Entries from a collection
┄┄┄┄┄┄
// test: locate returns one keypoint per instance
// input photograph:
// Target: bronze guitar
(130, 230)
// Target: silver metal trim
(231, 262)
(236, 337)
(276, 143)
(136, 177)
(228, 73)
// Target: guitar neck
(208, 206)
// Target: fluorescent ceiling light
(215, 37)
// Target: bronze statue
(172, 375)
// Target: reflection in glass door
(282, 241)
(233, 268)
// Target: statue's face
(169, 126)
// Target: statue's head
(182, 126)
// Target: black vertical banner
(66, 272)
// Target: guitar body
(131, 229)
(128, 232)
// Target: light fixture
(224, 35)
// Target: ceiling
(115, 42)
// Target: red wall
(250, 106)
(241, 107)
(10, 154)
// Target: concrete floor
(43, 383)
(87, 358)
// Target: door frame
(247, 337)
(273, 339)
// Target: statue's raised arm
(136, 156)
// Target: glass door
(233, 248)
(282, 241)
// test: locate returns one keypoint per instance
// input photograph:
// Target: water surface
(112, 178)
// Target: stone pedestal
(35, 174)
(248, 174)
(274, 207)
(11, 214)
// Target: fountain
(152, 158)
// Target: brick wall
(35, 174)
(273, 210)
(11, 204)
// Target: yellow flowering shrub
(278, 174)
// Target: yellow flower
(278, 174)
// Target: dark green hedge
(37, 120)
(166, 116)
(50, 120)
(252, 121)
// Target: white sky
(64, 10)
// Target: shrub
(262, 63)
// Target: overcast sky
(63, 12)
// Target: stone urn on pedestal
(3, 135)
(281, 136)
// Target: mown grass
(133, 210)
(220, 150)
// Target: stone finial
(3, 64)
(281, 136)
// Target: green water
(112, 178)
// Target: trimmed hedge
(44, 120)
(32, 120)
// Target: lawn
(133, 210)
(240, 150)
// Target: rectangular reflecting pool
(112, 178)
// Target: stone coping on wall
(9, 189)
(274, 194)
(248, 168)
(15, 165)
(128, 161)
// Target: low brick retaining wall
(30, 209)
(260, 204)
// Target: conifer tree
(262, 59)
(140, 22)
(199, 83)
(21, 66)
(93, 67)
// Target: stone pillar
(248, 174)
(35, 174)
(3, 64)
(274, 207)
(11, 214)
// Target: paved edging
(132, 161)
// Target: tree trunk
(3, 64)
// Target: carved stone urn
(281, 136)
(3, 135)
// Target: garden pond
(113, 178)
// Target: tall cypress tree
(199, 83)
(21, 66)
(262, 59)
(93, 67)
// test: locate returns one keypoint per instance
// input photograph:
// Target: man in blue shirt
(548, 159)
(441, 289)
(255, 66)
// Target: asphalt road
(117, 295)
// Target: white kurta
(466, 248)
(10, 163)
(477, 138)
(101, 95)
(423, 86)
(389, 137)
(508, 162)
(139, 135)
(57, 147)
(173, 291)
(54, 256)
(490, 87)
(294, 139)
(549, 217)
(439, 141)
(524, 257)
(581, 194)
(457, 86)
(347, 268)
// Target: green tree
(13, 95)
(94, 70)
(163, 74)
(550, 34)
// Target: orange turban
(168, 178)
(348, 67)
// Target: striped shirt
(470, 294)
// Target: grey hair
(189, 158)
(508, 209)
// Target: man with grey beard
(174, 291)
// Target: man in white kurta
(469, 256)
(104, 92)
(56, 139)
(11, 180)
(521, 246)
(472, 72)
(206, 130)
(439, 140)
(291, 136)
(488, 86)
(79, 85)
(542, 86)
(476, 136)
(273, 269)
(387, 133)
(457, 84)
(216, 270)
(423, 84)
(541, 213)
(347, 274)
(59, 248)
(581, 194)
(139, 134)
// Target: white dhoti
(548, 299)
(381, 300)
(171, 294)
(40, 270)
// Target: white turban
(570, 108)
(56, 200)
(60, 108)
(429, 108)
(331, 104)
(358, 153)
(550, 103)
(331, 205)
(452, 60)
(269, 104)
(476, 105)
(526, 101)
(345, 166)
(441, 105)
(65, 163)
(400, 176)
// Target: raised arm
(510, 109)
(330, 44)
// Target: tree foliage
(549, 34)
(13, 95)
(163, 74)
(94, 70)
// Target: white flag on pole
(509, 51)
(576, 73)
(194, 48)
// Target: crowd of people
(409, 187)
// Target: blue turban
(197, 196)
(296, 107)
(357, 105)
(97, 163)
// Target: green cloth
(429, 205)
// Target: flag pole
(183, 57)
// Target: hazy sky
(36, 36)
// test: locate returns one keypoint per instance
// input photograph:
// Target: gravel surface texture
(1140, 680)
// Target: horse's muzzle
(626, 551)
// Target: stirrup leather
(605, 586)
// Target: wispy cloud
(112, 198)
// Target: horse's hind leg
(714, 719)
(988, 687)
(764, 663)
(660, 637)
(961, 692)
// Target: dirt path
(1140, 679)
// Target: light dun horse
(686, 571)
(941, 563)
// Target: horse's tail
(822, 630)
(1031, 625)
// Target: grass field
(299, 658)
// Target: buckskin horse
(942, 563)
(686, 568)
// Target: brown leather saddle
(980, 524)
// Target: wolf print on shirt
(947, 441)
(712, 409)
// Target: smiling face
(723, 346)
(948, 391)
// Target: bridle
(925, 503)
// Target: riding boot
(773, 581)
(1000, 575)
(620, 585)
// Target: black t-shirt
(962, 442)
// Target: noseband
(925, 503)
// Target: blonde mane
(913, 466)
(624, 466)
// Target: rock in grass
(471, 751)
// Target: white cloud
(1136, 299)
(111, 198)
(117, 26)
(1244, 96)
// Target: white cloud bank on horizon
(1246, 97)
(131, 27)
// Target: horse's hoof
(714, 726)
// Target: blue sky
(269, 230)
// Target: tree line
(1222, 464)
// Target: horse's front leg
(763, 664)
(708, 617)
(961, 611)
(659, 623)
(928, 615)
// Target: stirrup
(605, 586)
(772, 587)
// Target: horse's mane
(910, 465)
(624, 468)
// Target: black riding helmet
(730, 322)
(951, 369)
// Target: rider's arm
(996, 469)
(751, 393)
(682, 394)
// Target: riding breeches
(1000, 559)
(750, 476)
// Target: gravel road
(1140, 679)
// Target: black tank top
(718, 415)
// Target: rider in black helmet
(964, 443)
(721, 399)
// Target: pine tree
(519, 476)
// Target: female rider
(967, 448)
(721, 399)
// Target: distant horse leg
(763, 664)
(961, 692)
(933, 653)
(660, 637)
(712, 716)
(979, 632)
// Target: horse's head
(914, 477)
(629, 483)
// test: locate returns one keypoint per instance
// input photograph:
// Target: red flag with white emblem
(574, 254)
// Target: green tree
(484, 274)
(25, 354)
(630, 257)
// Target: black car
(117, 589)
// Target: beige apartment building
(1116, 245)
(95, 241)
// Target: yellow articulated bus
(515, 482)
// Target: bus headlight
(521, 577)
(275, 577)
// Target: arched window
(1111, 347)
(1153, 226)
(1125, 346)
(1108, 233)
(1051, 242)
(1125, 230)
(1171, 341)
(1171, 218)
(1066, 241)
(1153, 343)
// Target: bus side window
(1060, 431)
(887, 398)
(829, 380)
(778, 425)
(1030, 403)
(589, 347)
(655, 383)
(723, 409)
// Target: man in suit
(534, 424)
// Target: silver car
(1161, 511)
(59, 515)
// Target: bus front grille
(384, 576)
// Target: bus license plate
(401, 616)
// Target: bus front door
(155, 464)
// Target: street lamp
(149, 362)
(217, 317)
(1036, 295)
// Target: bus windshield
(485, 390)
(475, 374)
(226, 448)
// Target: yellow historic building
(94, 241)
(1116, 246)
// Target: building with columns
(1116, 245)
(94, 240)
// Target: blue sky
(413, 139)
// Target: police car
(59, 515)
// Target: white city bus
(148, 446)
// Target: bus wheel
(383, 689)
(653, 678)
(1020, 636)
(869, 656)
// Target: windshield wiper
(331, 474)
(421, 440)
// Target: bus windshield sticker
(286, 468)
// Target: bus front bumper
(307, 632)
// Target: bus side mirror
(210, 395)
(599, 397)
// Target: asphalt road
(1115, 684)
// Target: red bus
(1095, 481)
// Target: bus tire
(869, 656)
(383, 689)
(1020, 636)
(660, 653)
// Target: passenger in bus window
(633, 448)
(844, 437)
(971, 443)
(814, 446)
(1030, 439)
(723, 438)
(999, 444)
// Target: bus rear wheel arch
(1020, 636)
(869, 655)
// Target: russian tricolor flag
┄┄┄┄┄┄
_TASK DESCRIPTION_: Reproduce the entries verbatim from the line containing "Target: police car" through the line containing "(1095, 481)", including both of those lines.

_FINAL RESULT_:
// Target: police car
(59, 515)
// Target: white city bus
(148, 446)
// Target: bus wheel
(383, 689)
(653, 678)
(1020, 636)
(869, 656)
// Target: windshield wiper
(331, 474)
(421, 440)
// Target: bus windshield sticker
(286, 468)
// Target: bus front bumper
(307, 632)
// Target: bus side mirror
(210, 395)
(599, 397)
// Target: asphalt road
(1115, 684)
// Target: red bus
(1095, 481)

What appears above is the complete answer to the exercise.